# Stated task:
Copy the entries below word for word, keeping every line as it stands.

# Recorded data:
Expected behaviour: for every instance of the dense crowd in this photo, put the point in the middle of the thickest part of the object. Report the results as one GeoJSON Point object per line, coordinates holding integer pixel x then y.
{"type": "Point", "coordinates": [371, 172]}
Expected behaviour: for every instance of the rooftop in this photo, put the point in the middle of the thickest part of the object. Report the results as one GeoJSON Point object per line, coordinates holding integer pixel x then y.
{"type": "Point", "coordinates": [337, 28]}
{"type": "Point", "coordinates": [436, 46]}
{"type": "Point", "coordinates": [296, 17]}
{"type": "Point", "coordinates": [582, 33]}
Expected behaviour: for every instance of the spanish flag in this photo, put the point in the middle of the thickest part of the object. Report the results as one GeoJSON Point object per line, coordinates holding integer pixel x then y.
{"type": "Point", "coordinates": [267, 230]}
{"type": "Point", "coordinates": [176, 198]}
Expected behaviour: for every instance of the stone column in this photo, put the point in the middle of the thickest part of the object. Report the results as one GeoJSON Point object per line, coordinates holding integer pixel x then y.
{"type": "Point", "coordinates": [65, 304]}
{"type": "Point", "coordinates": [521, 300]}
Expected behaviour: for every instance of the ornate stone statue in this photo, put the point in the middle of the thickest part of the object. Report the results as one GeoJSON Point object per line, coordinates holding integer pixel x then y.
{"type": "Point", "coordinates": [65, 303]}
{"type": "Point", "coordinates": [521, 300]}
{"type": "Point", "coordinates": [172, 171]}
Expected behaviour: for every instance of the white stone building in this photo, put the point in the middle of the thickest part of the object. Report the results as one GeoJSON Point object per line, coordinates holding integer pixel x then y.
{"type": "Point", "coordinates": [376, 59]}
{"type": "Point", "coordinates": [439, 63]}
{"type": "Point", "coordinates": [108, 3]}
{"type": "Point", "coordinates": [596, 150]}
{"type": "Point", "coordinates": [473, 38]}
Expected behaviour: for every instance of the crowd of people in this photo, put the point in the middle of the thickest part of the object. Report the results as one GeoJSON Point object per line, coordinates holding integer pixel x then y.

# Response below:
Expected behaviour: for every instance of the dense crowd in this photo, put the point in the middle of the thickest part of the object. Report the results as one GeoJSON Point object per line, coordinates holding integer pixel x then y.
{"type": "Point", "coordinates": [371, 172]}
Expected behaviour: for every instance of the rooftop in this photo, put the point in the middle of the thickest part of the object. Report the results as one GeoJSON Point object per line, coordinates holding integer pixel x then y.
{"type": "Point", "coordinates": [337, 28]}
{"type": "Point", "coordinates": [436, 46]}
{"type": "Point", "coordinates": [296, 17]}
{"type": "Point", "coordinates": [582, 33]}
Expected behaviour: for every instance of the spanish flag in this photo, put the point in the middle of the thickest part of the object. Report the results as one GeoJSON Point object per line, coordinates holding integer pixel x then y.
{"type": "Point", "coordinates": [267, 230]}
{"type": "Point", "coordinates": [176, 198]}
Expected behaviour: for every instance of the stone column in this photo, put the point in the middle of the thickest part of the object. Report the results as one GeoJSON Point object per line, coordinates holding integer pixel x then y.
{"type": "Point", "coordinates": [65, 304]}
{"type": "Point", "coordinates": [521, 300]}
Expected behaviour: for every instance of the ornate stone statue in this photo, put the point in the middle of the thickest part of the object. Report the results as one GeoJSON Point object per line, coordinates holding integer pixel x then y.
{"type": "Point", "coordinates": [65, 303]}
{"type": "Point", "coordinates": [521, 300]}
{"type": "Point", "coordinates": [172, 171]}
Expected behaviour: for every instance of the white stone building in this photo, put the point in the middle of the thickest part of the object. Report the results as one GeoJSON Point object per line, coordinates holding integer pixel x then y.
{"type": "Point", "coordinates": [376, 59]}
{"type": "Point", "coordinates": [439, 63]}
{"type": "Point", "coordinates": [108, 3]}
{"type": "Point", "coordinates": [596, 150]}
{"type": "Point", "coordinates": [473, 38]}
Expected behaviour: for every instance of the crowd of people in this photo, put the point in the middle of the thickest part of the object. Report the results as one GeoJSON Point object per line, coordinates holding integer pixel x then y.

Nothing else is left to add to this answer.